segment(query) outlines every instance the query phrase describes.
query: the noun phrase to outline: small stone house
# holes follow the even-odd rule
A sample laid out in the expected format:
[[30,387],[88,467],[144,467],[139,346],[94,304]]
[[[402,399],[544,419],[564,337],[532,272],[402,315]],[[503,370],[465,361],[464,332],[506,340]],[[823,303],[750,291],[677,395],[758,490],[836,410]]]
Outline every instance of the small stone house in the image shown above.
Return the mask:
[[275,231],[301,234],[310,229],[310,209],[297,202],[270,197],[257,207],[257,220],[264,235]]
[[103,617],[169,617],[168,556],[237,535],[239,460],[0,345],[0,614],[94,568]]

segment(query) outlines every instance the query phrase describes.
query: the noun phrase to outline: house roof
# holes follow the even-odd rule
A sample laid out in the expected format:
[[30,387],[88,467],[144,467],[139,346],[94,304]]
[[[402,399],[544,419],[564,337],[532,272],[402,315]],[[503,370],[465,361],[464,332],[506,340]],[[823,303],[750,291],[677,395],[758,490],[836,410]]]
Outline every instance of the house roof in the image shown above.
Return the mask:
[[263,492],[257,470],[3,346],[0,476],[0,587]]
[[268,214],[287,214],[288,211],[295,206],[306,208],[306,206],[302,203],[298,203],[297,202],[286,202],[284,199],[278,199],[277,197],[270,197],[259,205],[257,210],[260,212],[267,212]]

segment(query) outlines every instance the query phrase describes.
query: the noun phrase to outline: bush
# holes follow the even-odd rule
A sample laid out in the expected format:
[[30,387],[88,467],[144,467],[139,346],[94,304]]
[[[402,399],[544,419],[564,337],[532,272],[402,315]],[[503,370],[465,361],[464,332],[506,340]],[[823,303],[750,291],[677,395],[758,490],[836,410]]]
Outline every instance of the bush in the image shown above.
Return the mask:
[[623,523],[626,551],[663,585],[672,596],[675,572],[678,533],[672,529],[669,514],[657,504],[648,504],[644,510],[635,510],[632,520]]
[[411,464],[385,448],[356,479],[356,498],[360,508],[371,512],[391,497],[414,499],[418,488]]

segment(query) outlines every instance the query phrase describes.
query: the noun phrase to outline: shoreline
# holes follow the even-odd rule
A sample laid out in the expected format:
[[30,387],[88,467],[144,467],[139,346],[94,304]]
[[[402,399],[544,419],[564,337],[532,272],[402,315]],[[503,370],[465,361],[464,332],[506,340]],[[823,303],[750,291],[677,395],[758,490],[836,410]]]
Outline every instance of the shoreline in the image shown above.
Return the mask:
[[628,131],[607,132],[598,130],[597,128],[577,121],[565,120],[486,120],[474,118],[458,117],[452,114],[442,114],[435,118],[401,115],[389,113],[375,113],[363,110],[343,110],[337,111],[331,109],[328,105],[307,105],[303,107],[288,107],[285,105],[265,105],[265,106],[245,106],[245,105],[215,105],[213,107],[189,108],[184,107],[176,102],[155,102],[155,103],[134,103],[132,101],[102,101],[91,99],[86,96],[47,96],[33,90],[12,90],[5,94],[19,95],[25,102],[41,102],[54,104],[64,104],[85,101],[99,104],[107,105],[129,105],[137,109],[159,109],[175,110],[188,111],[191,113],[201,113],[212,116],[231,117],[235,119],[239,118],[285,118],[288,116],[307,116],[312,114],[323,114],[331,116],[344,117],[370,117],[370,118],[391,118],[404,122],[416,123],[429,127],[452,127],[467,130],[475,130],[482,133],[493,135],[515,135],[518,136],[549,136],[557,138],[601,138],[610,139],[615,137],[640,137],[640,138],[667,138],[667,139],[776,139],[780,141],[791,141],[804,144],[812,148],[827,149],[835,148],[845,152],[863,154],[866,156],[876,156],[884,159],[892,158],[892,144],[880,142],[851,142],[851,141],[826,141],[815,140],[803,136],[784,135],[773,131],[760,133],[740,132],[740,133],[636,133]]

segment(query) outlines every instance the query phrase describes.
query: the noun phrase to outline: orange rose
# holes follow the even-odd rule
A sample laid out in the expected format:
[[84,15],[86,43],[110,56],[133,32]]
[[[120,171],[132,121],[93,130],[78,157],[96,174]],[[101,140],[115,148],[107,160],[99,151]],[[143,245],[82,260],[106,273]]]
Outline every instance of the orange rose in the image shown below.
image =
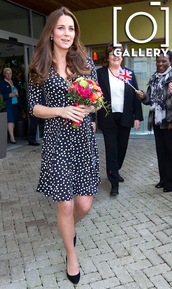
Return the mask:
[[78,83],[78,80],[76,80],[76,81],[74,81],[73,82],[72,82],[72,84],[74,86],[75,86],[76,84],[77,84]]
[[93,87],[95,89],[98,89],[100,88],[99,86],[98,86],[97,85],[96,85],[96,84],[94,84],[93,85]]

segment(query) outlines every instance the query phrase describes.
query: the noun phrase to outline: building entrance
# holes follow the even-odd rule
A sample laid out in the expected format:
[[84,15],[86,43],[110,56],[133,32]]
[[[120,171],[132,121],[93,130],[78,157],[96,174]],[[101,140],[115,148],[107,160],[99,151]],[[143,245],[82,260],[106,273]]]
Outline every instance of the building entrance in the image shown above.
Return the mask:
[[[22,44],[0,40],[0,80],[4,79],[4,68],[11,68],[12,80],[15,81],[18,84],[23,104],[23,108],[19,109],[18,121],[15,123],[14,129],[15,137],[19,138],[20,140],[27,138],[28,131],[24,50]],[[8,140],[8,142],[9,141]]]

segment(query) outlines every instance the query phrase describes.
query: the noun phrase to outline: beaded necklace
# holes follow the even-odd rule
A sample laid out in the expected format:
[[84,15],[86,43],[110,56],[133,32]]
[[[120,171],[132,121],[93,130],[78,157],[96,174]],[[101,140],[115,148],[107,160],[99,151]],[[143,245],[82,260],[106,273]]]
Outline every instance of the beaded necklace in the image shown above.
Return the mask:
[[111,71],[111,73],[112,74],[112,75],[113,75],[114,76],[115,76],[115,77],[116,77],[117,78],[118,78],[118,77],[119,77],[119,75],[118,76],[116,76],[116,75],[115,75],[115,74],[114,74],[113,73],[113,72],[112,72],[112,71],[111,70],[111,69],[110,68],[110,67],[109,67],[109,66],[108,66],[108,68],[109,68],[109,70],[110,71]]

##########

■ Directive
Quote every record above exactly, leaving out any pictures.

■ Result
segment(query) outlines every instance the query phrase describes.
query: the noun phrase to outline: small stone house
# holes follow the even-odd rule
A sample laid out in the expected format:
[[30,387],[88,467],[144,467],[139,346],[94,304]]
[[[402,399],[544,419],[564,337],[532,272],[402,315]],[[503,370],[465,361],[464,332],[506,340]],[[823,303],[750,291],[677,395],[758,490],[836,410]]]
Outline every instance of the small stone house in the image shown above.
Return the mask:
[[275,231],[301,234],[310,229],[310,209],[297,202],[270,197],[257,207],[257,220],[264,235]]
[[103,617],[169,617],[168,556],[237,535],[239,460],[0,345],[0,614],[94,568]]

segment(query) outlines every instance the query phrase describes.
query: the noun phrase to outline: house roof
# holes follow the even-odd rule
A sample laid out in the expected format:
[[30,387],[88,467],[144,467],[139,346],[94,304]]
[[[402,399],[544,419],[564,337],[532,272],[402,315]],[[503,370],[465,361],[464,332],[506,340]],[[823,303],[750,291],[677,395],[758,490],[836,410]]]
Outline every instance of the house roof in the image shown above.
Return the mask:
[[263,492],[257,470],[3,346],[0,476],[0,587]]
[[268,214],[287,214],[288,211],[295,206],[306,208],[306,206],[302,203],[298,203],[297,202],[286,202],[284,199],[278,199],[277,197],[270,197],[259,205],[257,210],[260,212],[267,212]]

segment(query) outlines every instance the query phrase describes.
query: the noun phrase to outline: bush
# holes follow the even-odd rule
A sample laid out in the expected format:
[[30,387],[88,467],[144,467],[139,346],[94,304]]
[[[402,399],[544,419],[564,337],[532,272],[402,315]],[[503,370],[465,361],[464,332],[506,340]],[[823,303],[750,291],[677,395],[758,490],[836,410]]]
Outline every instance of the bush in the image shown above.
Return the mask:
[[623,523],[626,551],[663,585],[672,596],[675,572],[678,533],[672,529],[669,514],[657,504],[648,504],[644,510],[635,510],[632,520]]
[[411,464],[385,448],[356,479],[356,498],[360,508],[371,512],[391,497],[414,499],[418,488]]

segment(query) outlines every instance the query phrase describes.
query: the noun phrase to outline: shoreline
# holes follow the even-odd rule
A sample laid out in the expected format:
[[30,387],[88,467],[144,467],[139,346],[94,304]]
[[[402,399],[544,419],[564,337],[532,272],[402,315]],[[503,370],[465,361],[464,332],[506,340]],[[823,303],[750,291],[677,395],[758,490],[836,410]]]
Outline every instance of the shoreline in the image shown above.
Return the mask:
[[628,131],[607,132],[598,130],[597,128],[577,121],[565,120],[486,120],[474,118],[458,117],[452,114],[442,114],[435,118],[401,115],[389,113],[375,113],[363,110],[343,110],[337,111],[331,109],[328,105],[307,105],[303,107],[288,107],[285,105],[265,105],[265,106],[245,106],[245,105],[215,105],[213,107],[189,108],[184,107],[176,102],[155,102],[155,103],[134,103],[132,101],[102,101],[91,99],[86,96],[47,96],[33,90],[12,90],[5,94],[19,95],[25,102],[41,102],[54,104],[64,104],[85,101],[99,104],[107,105],[129,105],[137,109],[159,109],[175,110],[188,111],[191,113],[201,113],[212,116],[231,117],[235,119],[239,118],[285,118],[288,116],[307,116],[312,114],[323,114],[331,116],[344,117],[370,117],[370,118],[391,118],[404,122],[416,123],[429,127],[452,127],[467,130],[475,130],[482,133],[493,135],[515,135],[518,136],[549,136],[557,138],[601,138],[610,139],[615,137],[640,137],[640,138],[667,138],[667,139],[776,139],[780,141],[791,141],[804,144],[812,148],[827,149],[835,148],[845,152],[863,154],[866,156],[876,156],[884,159],[892,158],[892,144],[880,142],[851,142],[851,141],[826,141],[815,140],[803,136],[784,135],[773,131],[760,133],[740,132],[740,133],[636,133]]

segment(query) outlines every instance the query phrase describes.
query: the noun phrase to outline: orange rose
# holes follow the even-odd rule
A sample laid out in the expected format:
[[84,15],[86,43],[110,56],[133,32]]
[[[120,171],[132,121],[93,130],[78,157],[96,174]],[[101,140],[115,148],[107,160],[99,151]],[[143,245],[82,260],[106,273]]]
Outline every instance of the orange rose in the image shown below.
image =
Return the mask:
[[78,83],[78,80],[76,80],[76,81],[74,81],[73,82],[72,82],[72,84],[74,86],[75,86],[76,84],[77,84]]
[[93,87],[95,89],[98,89],[100,88],[99,86],[98,86],[97,85],[96,85],[96,84],[94,84],[93,85]]

segment(query) outlines every instance the query phrase describes.
query: the noun phrase to outline: building entrance
# holes follow the even-odd rule
A sample laid out in the expected format:
[[84,15],[86,43],[110,56],[133,32]]
[[[120,171],[132,121],[93,130],[78,157],[96,174]],[[101,140],[115,148],[107,160],[99,151]],[[143,245],[82,260],[106,273]]]
Outline every instance of the building entrance in the image shown above.
Return the mask:
[[[22,44],[0,40],[0,80],[4,79],[4,68],[11,68],[12,80],[15,81],[18,84],[23,104],[23,108],[19,109],[18,121],[15,123],[14,129],[15,137],[19,138],[20,140],[27,138],[28,131],[24,50]],[[8,140],[8,142],[9,141]]]

segment(query) outlines every instance the query phrase describes.
query: the noun phrase to outline: beaded necklace
# holes follow the even-odd rule
A sample laid out in the expected format:
[[84,15],[86,43],[110,56],[133,32]]
[[[120,171],[132,121],[93,130],[78,157],[96,174]],[[101,140],[115,148],[107,160],[99,151]],[[143,245],[82,260],[106,273]]]
Outline every instance of the beaded necklace in the image shown above.
Return the mask:
[[111,71],[111,73],[112,74],[112,75],[113,75],[114,76],[115,76],[115,77],[116,77],[117,78],[118,78],[118,77],[119,77],[119,75],[118,76],[116,76],[116,75],[115,75],[115,74],[114,74],[113,73],[113,72],[112,72],[112,71],[111,70],[111,69],[110,68],[110,67],[109,67],[109,66],[108,66],[108,68],[109,68],[109,70],[110,71]]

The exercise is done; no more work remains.